Diante de protestos no Brasil e no exterior, o presidente recuou, vetando completamente a MP 756 e parcialmente a MP 758. Mas a história não terminou aí: embora tenha, por enquanto, aceitado esse recuo, o governo enviou um projeto de lei ao Congresso que permite a forasteiros e grileiros reivindicar terras no Parque Nacional do Jamanxim, obtendo assim muito do que se pretendia com as MPs originais. O trâmite desse PL está atualmente sendo apressado no Congresso.

Outra grande guerra ambiental no ano passado girou em torno da RENCA (Reserva Nacional do Cobre e Associados), uma reserva nacional gigantesca de 4,6 milhões de hectares que se estende sobre os estados do Pará e do Amapá, na Amazônia.

Conhecida pela abundância de recursos minerais, a RENCA foi criada em 1984 pela ditatura militar a fim de evitar que área fosse invadida por mineradoras estrangeiras. Como o governo Temer não tem essa preocupação, a abolição da RENCA, anunciada em agosto de 2017, foi levada a cabo por ordem de empresas mineradoras canadenses.

A reserva, entretanto, abriga nove terras indígenas e áreas de conservação, e cumpre um papel fundamental na conservação da Amazônia, embora essa não tenha sido a intenção original do governo militar. O decreto de Temer foi recebido com protesto no país e no exterior, e o presidente o revogou – por enquanto.

A ameaça que o fim da RENCA representa para o ambiente ficou especialmente evidente depois que uma nova pesquisa no ano passado mostrou que a mineração foi a causa de quase 10% do desmatamento na Amazônia.

Se a mudança climática continuar a se intensificar e a degradação florestal prosseguir no mesmo ritmo, podemos vir a testemunhar megaincêndios na Amazônia neste século; essas queimadas aumentariam muito a emissão de carbono para a atmosfera, alimentando a mudança climática. Foto: cortesia do IBAMA

Jogando xadrez

O conflito entre a bancada ruralista e seus oponentes tem sido comparada a uma partida de xadrez político, em que centenas de milhares de brasileiros são os peões. Os ruralistas têm sacrificado peão após peão para ganhar o jogo, mas têm visto muitos de seus movimentos serem parcialmente bloqueados pela resistência resoluta de movimentos sociais, ONGs e ambientalistas.

Mas a bancada ruralista, composta de atores políticos habilidosos, prossegue se reagrupando e desenvolvendo novas táticas para atingir seus objetivos. Enquanto a partida se desenrola, agências governamentais continuam com seu trabalho de regulamentação e fiscalização parado na bacia amazônica.

Esse jogo de gato e rato pode vir a causar uma baixa ambiental: o compromisso firmado pelo Brasil no Acordo de Paris de reduzir a emissão de gases do efeito estufa em 37% em relação aos níveis de 2005 – promessa que depende na diminuição drástica do desmatamento, bem como de um significativo processo de reflorestamento.

À medida que Temer avança com os ruralistas em seus objetivos de usurpação fundiária, diminuem as chances de o país atingir as metas do Acordo de Paris. O Brasil aumentou suas emissões de carbono em 8,9% em 2016 em comparação com 2015, e outro aumento parece provável em 2017.

Enunciado A:
Resuma o trecho fornecido em duas frases.
Enunciado B:
Segundo o trecho fornecido, em que ano e por quem a RENCA foi criada?
Enunciado C:
No trecho fornecido, reescreva a parte que começa em "Mas a bancada" e segue até "na bacia amazônica.", trocando "bancada ruralista" por "frente ruralista".

Dados fornecidos:
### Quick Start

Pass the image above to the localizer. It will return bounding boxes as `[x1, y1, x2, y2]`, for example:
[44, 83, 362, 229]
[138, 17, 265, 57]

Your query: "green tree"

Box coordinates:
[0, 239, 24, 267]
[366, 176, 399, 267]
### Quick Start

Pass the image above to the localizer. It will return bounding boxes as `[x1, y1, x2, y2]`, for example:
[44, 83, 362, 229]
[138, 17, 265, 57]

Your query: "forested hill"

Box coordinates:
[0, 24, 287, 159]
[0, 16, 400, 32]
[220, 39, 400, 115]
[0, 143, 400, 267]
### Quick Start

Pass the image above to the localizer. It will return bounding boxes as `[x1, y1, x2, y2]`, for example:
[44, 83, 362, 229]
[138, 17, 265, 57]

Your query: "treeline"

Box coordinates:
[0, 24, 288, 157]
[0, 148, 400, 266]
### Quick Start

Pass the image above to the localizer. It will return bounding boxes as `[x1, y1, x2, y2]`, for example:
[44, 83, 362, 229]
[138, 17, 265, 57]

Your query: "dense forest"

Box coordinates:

Resolução comentada A:
Após protestos no Brasil e no exterior, o presidente vetou a MP 756, vetou parcialmente a MP 758 e revogou o decreto que extinguia a RENCA, uma reserva de 4,6 milhões de hectares na Amazônia. Mesmo assim, o governo enviou ao Congresso um projeto de lei sobre terras no Parque Nacional do Jamanxim, e o conflito com a bancada ruralista, comparado a uma partida de xadrez político, diminui as chances de o Brasil atingir as metas do Acordo de Paris.

Resolução comentada B:
A RENCA foi criada em 1984 pela ditatura militar.

Resolução comentada C:
Mas a frente ruralista, composta de atores políticos habilidosos, prossegue se reagrupando e desenvolvendo novas táticas para atingir seus objetivos. Enquanto a partida se desenrola, agências governamentais continuam com seu trabalho de regulamentação e fiscalização parado na bacia amazônica.